*Given instruction*
In the records, from the line with "Reviewer note: every instance of the wooden plank" up to and including the line with "pixel 255 85", replace "dump truck" with "cement mixer". Give only those lines again, with everything else left unchanged.

----- Data for the task

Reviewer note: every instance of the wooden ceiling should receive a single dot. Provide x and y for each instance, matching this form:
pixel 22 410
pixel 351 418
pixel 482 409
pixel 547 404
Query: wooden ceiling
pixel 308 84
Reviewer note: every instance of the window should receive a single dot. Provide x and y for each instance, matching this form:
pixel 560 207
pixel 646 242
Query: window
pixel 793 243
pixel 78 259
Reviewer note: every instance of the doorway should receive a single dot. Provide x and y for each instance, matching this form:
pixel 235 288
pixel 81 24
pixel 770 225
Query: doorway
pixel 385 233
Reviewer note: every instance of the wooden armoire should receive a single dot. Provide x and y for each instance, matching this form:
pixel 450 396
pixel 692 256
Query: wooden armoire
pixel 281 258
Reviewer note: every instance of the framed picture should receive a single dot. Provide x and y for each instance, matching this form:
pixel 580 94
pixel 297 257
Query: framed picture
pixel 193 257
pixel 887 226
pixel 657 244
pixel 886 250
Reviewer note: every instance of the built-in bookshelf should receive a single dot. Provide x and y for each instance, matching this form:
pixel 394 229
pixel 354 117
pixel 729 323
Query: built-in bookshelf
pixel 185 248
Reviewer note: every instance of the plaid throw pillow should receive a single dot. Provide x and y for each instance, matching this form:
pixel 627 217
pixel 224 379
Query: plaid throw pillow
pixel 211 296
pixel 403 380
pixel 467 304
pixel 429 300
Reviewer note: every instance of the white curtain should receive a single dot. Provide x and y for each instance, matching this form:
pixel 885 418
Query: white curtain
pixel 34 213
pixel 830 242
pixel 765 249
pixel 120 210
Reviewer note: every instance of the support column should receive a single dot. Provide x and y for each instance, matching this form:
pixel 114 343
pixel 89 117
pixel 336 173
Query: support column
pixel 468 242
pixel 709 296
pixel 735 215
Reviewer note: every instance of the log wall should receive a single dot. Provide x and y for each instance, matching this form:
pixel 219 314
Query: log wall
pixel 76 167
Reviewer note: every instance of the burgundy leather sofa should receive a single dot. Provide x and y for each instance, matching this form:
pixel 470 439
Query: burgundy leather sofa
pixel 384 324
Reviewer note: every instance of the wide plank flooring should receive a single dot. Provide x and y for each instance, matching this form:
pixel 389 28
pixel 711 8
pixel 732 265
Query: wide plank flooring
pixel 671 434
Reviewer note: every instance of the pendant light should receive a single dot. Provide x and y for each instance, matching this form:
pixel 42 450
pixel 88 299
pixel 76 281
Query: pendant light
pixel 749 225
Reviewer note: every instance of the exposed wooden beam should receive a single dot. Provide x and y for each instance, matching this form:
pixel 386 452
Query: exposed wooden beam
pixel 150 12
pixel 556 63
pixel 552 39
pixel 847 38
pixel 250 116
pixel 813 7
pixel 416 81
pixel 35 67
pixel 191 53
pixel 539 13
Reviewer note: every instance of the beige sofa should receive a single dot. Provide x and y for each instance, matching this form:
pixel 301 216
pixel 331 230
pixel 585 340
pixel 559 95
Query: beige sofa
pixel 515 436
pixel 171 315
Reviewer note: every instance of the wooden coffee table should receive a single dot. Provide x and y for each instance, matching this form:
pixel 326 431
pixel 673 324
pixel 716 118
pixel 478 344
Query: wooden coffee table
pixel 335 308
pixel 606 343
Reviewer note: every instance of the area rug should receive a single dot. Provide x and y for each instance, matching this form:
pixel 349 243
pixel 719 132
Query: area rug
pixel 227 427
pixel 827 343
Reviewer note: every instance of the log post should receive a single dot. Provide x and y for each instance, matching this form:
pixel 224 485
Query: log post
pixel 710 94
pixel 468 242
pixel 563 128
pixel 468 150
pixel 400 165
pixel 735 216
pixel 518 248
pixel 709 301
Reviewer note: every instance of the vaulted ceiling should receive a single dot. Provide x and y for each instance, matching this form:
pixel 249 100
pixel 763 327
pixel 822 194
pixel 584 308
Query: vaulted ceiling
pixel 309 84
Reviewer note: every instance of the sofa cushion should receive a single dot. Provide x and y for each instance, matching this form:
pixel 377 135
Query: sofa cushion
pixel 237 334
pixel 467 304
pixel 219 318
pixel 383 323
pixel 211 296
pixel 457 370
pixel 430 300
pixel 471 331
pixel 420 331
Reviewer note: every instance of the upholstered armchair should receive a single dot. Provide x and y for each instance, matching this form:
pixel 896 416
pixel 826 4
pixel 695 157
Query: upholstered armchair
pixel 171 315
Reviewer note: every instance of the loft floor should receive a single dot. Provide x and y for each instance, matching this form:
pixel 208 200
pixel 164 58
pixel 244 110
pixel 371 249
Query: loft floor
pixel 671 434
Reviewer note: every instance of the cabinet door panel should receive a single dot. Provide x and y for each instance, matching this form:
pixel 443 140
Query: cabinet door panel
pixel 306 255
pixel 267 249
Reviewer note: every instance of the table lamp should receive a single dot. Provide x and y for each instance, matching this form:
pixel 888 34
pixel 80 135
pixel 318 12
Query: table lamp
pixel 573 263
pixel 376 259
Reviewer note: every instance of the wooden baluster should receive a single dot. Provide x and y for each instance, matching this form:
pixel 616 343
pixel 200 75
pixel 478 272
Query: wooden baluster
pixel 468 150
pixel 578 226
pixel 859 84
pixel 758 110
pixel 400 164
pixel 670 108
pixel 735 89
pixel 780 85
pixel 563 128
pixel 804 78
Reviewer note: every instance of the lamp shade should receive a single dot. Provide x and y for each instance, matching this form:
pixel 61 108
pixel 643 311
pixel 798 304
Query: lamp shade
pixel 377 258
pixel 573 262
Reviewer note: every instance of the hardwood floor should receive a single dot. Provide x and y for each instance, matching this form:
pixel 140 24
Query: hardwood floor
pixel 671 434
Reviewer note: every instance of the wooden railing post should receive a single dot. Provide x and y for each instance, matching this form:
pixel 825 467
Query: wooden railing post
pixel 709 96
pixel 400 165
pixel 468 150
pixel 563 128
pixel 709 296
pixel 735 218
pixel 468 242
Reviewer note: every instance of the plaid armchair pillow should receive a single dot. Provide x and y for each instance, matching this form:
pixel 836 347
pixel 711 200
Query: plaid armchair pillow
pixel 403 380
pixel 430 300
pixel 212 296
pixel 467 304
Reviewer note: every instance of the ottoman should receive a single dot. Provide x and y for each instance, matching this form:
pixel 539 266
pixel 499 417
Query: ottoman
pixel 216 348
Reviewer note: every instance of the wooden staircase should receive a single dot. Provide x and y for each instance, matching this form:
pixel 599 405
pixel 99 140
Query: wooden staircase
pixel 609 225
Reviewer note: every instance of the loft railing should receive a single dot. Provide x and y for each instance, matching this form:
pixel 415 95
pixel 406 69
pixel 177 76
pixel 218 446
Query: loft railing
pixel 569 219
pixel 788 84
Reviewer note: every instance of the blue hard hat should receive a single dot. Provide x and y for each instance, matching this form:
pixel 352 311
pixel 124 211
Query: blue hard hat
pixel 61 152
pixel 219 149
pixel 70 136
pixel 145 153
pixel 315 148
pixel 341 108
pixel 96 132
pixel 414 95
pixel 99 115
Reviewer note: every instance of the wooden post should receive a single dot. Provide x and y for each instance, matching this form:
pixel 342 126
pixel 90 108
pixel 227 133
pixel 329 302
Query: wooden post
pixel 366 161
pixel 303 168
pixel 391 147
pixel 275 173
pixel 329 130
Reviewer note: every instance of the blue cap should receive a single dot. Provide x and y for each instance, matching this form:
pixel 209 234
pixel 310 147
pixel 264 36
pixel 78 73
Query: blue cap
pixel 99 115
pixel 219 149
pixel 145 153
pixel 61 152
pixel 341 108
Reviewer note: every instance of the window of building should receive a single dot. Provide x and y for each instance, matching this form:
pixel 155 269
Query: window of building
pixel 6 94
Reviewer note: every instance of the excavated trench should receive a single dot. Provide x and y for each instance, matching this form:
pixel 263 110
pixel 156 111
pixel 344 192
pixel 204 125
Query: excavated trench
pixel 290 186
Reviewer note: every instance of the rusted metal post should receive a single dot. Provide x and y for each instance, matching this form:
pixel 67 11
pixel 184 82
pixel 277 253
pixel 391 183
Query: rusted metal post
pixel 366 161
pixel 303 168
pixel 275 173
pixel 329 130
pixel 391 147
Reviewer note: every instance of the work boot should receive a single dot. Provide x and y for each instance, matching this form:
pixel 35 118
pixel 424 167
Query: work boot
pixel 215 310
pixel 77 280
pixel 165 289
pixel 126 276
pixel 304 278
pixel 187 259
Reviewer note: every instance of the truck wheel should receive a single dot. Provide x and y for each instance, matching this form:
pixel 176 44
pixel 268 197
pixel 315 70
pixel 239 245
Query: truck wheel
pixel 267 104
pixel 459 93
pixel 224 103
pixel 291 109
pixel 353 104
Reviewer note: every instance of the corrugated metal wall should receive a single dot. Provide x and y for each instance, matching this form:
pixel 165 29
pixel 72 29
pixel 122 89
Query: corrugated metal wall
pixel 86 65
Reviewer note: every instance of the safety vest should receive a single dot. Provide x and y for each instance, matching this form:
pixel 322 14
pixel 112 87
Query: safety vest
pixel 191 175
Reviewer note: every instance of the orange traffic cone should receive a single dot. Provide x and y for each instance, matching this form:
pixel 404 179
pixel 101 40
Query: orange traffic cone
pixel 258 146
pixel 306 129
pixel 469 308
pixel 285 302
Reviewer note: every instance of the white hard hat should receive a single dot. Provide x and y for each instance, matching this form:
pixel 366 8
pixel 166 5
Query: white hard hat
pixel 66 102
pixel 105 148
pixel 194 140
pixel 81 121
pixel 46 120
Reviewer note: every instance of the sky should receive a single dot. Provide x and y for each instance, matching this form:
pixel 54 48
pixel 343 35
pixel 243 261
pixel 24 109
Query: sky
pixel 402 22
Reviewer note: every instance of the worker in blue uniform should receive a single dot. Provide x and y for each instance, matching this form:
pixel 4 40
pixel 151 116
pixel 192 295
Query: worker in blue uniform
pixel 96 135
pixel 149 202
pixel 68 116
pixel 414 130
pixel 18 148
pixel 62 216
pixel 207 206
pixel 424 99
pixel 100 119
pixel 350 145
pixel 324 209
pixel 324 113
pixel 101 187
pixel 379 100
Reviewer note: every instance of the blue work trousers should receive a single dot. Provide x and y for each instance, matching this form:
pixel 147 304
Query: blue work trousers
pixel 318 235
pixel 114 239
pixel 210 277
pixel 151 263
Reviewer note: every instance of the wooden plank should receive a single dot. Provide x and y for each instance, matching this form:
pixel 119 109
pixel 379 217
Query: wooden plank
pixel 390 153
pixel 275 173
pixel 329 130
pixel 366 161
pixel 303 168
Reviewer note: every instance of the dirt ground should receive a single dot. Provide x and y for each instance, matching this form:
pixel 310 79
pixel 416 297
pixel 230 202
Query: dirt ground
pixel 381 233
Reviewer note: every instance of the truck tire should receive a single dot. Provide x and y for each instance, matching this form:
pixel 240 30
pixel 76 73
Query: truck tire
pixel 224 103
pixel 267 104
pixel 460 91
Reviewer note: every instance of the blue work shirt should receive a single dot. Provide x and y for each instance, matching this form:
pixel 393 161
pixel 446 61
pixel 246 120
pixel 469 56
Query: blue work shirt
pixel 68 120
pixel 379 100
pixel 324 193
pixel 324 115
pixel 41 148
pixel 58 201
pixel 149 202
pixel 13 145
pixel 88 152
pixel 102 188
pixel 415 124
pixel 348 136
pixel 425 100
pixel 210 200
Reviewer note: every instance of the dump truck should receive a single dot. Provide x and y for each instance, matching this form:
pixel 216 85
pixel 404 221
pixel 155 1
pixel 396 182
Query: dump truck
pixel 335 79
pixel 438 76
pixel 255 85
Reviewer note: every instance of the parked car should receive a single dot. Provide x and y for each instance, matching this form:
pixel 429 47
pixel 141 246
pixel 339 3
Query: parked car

----------

*Solution for this problem*
Reviewer note: every instance of the wooden plank should receive a single dot. Provide x and y for each instance, matching this form:
pixel 119 109
pixel 379 217
Query: wooden plank
pixel 390 153
pixel 275 173
pixel 329 130
pixel 366 161
pixel 303 168
Reviewer note: every instance of the dirt ground should receive a single dot. Provide x and y for each instance, matching this form:
pixel 310 79
pixel 416 297
pixel 230 202
Query: dirt ground
pixel 381 233
Reviewer note: every instance of the truck tire should receive a single dot. Provide x and y for each instance, matching this form:
pixel 240 30
pixel 76 73
Query: truck tire
pixel 224 103
pixel 267 104
pixel 460 91
Reviewer note: every instance of the blue work shirt should receive a single dot. Provide x and y for each instance, matching this form:
pixel 393 161
pixel 446 61
pixel 246 120
pixel 469 56
Query: blue work shirt
pixel 68 120
pixel 379 100
pixel 324 193
pixel 324 115
pixel 41 148
pixel 58 201
pixel 149 202
pixel 13 145
pixel 88 152
pixel 102 188
pixel 415 124
pixel 348 136
pixel 425 100
pixel 210 200
Reviewer note: every instance of the cement mixer should receive a single dot. Provide x and y for each instance, matching this form:
pixel 216 85
pixel 404 221
pixel 155 1
pixel 396 182
Query: cement mixer
pixel 335 79
pixel 438 76
pixel 255 85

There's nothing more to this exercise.